■ **WHAT TO PRODUCE**
An exact copy of all the entries is what is needed here.

■ **PROVIDED ENTRIES**
◆ ◆ ◆ ◆ ◆

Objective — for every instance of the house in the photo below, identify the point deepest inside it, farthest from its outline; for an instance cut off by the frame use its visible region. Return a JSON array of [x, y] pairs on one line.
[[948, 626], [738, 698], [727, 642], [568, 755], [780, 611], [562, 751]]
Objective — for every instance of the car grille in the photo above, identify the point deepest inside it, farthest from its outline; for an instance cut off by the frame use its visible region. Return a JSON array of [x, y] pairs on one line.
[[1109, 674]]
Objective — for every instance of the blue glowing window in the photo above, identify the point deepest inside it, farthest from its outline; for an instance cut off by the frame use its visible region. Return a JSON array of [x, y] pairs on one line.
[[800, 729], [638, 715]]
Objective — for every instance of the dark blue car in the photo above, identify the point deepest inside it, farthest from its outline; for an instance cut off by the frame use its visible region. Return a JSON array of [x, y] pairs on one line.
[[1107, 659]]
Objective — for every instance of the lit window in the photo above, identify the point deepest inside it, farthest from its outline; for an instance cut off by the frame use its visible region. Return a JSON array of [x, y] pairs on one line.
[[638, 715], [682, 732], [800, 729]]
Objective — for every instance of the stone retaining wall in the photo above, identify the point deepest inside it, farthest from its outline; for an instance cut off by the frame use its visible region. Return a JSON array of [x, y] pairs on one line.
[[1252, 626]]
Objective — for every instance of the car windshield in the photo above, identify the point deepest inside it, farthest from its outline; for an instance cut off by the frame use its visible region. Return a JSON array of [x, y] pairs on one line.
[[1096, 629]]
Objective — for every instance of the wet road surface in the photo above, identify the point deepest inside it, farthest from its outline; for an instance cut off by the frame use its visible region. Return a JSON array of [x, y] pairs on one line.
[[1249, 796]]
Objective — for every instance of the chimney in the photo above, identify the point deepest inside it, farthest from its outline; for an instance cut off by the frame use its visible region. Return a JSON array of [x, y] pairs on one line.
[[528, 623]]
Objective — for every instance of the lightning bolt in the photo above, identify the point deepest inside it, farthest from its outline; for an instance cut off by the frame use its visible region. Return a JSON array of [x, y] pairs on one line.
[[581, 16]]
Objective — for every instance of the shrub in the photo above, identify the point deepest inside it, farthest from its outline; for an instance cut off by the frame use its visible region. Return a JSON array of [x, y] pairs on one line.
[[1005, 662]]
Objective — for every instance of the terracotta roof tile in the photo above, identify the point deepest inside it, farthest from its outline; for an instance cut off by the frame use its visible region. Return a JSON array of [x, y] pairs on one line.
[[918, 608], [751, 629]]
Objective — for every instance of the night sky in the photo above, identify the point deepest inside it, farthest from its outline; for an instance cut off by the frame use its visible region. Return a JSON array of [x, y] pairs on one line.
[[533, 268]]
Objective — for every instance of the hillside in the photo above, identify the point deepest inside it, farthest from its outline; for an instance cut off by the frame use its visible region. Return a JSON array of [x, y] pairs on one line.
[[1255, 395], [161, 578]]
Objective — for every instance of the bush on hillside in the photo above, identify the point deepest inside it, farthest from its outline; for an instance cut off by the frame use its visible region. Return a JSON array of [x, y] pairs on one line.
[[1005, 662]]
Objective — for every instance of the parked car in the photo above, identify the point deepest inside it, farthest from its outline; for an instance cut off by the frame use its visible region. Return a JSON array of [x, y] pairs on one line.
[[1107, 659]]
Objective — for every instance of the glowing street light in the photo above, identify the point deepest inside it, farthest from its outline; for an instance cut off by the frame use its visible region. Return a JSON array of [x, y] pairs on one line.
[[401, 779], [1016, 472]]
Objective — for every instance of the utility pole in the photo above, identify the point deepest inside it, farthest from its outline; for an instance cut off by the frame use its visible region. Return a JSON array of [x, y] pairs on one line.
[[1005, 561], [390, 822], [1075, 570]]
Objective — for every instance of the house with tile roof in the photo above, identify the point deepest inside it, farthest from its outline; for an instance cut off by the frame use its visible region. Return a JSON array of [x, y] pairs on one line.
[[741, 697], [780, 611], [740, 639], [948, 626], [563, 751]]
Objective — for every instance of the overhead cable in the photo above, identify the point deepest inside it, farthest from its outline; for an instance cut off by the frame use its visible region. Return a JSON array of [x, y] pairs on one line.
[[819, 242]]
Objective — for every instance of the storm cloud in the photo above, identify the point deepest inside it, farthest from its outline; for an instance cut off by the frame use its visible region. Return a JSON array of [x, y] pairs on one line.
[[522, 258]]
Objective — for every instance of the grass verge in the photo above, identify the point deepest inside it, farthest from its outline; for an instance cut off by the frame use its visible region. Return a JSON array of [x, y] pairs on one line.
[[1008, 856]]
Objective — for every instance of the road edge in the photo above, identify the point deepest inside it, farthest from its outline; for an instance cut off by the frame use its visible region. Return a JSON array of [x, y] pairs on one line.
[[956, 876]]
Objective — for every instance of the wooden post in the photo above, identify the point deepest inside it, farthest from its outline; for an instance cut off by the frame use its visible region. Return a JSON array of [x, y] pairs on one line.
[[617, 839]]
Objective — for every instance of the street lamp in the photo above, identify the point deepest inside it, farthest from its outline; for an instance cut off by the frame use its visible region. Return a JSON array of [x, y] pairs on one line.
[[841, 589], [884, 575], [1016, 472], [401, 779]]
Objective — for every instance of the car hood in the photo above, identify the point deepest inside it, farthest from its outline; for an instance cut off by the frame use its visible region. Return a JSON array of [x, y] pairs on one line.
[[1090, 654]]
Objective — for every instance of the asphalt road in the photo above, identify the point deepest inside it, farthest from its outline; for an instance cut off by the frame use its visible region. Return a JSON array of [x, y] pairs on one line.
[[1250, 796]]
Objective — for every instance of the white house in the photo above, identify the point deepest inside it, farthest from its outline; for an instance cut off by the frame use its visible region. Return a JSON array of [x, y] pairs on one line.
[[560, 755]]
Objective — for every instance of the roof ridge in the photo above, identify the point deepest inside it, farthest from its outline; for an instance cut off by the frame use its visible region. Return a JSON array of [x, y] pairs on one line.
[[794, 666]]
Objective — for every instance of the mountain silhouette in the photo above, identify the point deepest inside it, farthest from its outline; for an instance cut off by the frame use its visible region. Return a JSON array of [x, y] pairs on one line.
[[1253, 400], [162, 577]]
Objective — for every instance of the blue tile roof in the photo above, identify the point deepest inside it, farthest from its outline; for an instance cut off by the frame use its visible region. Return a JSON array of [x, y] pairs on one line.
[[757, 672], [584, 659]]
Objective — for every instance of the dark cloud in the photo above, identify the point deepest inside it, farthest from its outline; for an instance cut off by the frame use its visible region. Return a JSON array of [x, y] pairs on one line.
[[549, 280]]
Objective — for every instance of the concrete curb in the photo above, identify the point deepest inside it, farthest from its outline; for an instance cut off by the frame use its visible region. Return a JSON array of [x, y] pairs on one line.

◆ ◆ ◆ ◆ ◆

■ **RESPONSE TO THE EXERCISE**
Objective — for every instance of the house in the photo below, identify the point deepest inside it, farthest from its outline; for an instance cut off by the frame use its visible region. Return a JSON array of [x, y] pairs on one line.
[[948, 626], [738, 698], [727, 642], [568, 755], [780, 611], [562, 751]]
Objective — for every instance of the car grille in the photo above, identify the point deepest inside it, farthest from its outline; for an instance cut off by the frame use its visible region. Return a JSON array of [x, y] pairs on one line.
[[1109, 674]]
Objective — for every instance of the blue glowing window in the photo above, identify the point deepest inside it, farthest from its outline; for an instance cut off by the frame use its visible region. Return a JSON array of [x, y] pairs on one line.
[[800, 729], [638, 715]]
Objective — for every instance of the dark blue car in the photo above, identify the point deepest inside it, farthest from its outline; for an instance cut off by the frame use its visible region. Return a JSON array of [x, y] pairs on one line.
[[1107, 659]]
Objective — for every instance of the lit window in the photo above, identify the point deepest inside it, farthest from its outline; for an instance cut off by the frame use its visible region. Return a JSON array of [x, y] pairs on one line.
[[638, 715], [682, 732], [800, 729]]
Objective — for every instance of the stone retaining wall in the photo above, identify the point deepest inside it, farthest from its outline; for an instance cut off by the frame use its visible region. Return a JSON array of [x, y] pairs on one line.
[[1252, 626]]
Objective — for every instance of the car windshield in the photo above, identify the point deepest inside it, farthest from its outline; for an instance cut off by the frame use its visible region. Return a JSON array of [x, y] pairs on one line.
[[1096, 629]]
Objective — for every instance of the wet road surface in the photo above, identify the point deepest inside it, farthest from its outline; for an instance cut off by the frame use its visible region. Return a JSON array of [x, y] pairs on one line.
[[1249, 796]]
Objective — for every instance of the chimney in the photo above, identify the point deepest inside it, farthest from its outline; for an instance cut off by the frame use its visible region. Return a JSON array of [x, y] pairs on one line.
[[528, 623]]
Objective — for every instance of the lightning bolt in the photo above, identify the point deepest inside it, farthest from its outline; for an instance cut off by the frame use its visible region. Return a JSON array of [x, y] pairs on one line.
[[581, 16]]
Objective — for every instance of the shrub in the photo above, identify the point deepest inside it, farthest from its outline; for an instance cut off by the frame use its visible region. Return a JSON array of [x, y] pairs on one line.
[[1005, 662]]
Objective — for every instance of the terracotta roof tile in the photo above, identify the point deepest inside it, farthest from its outline; for an instance cut off by the frame use its visible region. Return a JSON array of [x, y] pairs on one line.
[[918, 608], [751, 629]]
Objective — for every instance of the night sky in the photo above, identify the point deepest inside it, farthest from its outline; for an instance cut off by the frame use its visible region. Return a JSON array of [x, y] pairs on one line.
[[533, 268]]
Objective — for every instance of the hillside in the photo above, identify the point deepest inside it, farthest from its outline; for an instance cut off by the frame use its visible region. Return a JSON array of [x, y] pairs on one line.
[[1255, 395], [161, 578]]
Objective — for every instance of the bush on hillside in the photo above, identify the point deepest inside it, farthest from its outline; for an instance cut off by the frame use its visible region. Return a JSON array of [x, y] pairs on one line.
[[1005, 662]]
Objective — for every instance of the parked car in the photo above, identify the point deepest inside it, farthest from its outline; for an instance cut off by the frame use its visible region. Return a JSON array of [x, y] pairs on one line.
[[1107, 659]]
Objective — for every instance of the glowing street light in the photo above, identify the point deepest inside it, farthest from its outline; for an instance cut off by the frame use its visible region. Return a JSON array of [x, y] pairs on one line.
[[401, 779], [1016, 472]]
Objective — for every instance of the utility pole in the photo above, identify the point deepest inside it, farthest from its outline; for an instance cut off by the frame use its visible region. Return a JSON array of [x, y] pairs on one line.
[[1005, 561], [390, 822], [1075, 570]]
Objective — for every instance of the house with tile roof in the photo above, identify the point deepest inside it, farthest from its outline; for an instance cut off by the frame use its visible region. Return a JSON array of [x, y] pairs on one line.
[[741, 697], [780, 611], [740, 639], [948, 626], [563, 751]]
Objective — for every instance of the overhead cable in the photo above, identify the point deepest inside it, farthest from its outline; for an instance cut off by the frame use its visible region. Return a JSON array of [x, y] pairs on one line.
[[819, 242]]
Objective — for every instance of the storm cloud in the photo above, identify the point deepest inside it, farthest from its outline; for an instance cut off by the frame use its visible region. Return a JSON array of [x, y] pairs on one line.
[[522, 258]]
Objective — for every instance of the grass verge in the photo above, identify the point deepest inside it, farthest from its outline; for an instance cut off by the frame use its visible region. Return a JSON array of [x, y] pairs on one line.
[[1008, 856]]
Objective — for every instance of the road edge in the photo above, identify the point deepest inside it, farthest from its outline; for an instance cut off by the frame use its visible region. Return a JSON array of [x, y] pairs on one line.
[[956, 876]]
Objective — for every instance of the wooden post in the photo above, identify the point deepest inside it, farthest from its outline; for an instance cut off by the frame use its visible region. Return a JSON array of [x, y] pairs on one line.
[[617, 839]]
Objective — for every instance of the street lamp in the photo above, identify the point deepest inside it, farthest from its outline; for an instance cut off by the frame use its visible region. Return a JSON array of [x, y] pairs on one line.
[[841, 589], [884, 575], [1016, 472], [401, 779]]
Objective — for every instance of the car hood in the photo above, identify the point deepest inside it, farthest from its outline; for an instance cut off by the frame use its visible region. Return a JSON array of [x, y] pairs on one line.
[[1090, 654]]
Objective — for every instance of the asphalt road in the photo above, identify the point deepest inside it, farthest from its outline; for an instance cut off by the frame use its visible region. Return a JSON array of [x, y] pairs on one line.
[[1250, 796]]
Objective — for every instance of the white house in the photo above, identify the point deepest inside it, farthest from its outline; for an instance cut off by the frame use its visible region. Return a JSON array of [x, y] pairs on one line.
[[560, 755]]
Objective — for every instance of the roof ridge in the photo above, identify the point deepest inside it, farthest from its outline; for an instance cut off by the frame use its visible region. Return a JSON array of [x, y] pairs on one line.
[[794, 666]]
Objective — for every instance of the mountain silhouette in the photo above, identify the point deepest inside it, farthest from its outline; for an instance cut off by the frame use its visible region. Return a JSON array of [x, y] pairs on one line.
[[1253, 400], [162, 577]]
Objective — for every instance of the blue tile roof in the photo above, identify the point deepest inside it, farthest from its outline; for an instance cut off by the frame use its visible region. Return a JSON array of [x, y] pairs on one line.
[[757, 672], [584, 659]]
Objective — for every instance of the dark cloud in the photo above, identify the point deepest inside it, farthest from its outline; for an instance cut off by the frame use its visible region. Return a JSON array of [x, y] pairs on one line.
[[549, 280]]
Objective — for every instance of the concrete curb in the photo above, identify the point deepest inside it, farthest from its outline; for an instance cut off by the frame use its visible region. Return a JSON array of [x, y] pairs on one line.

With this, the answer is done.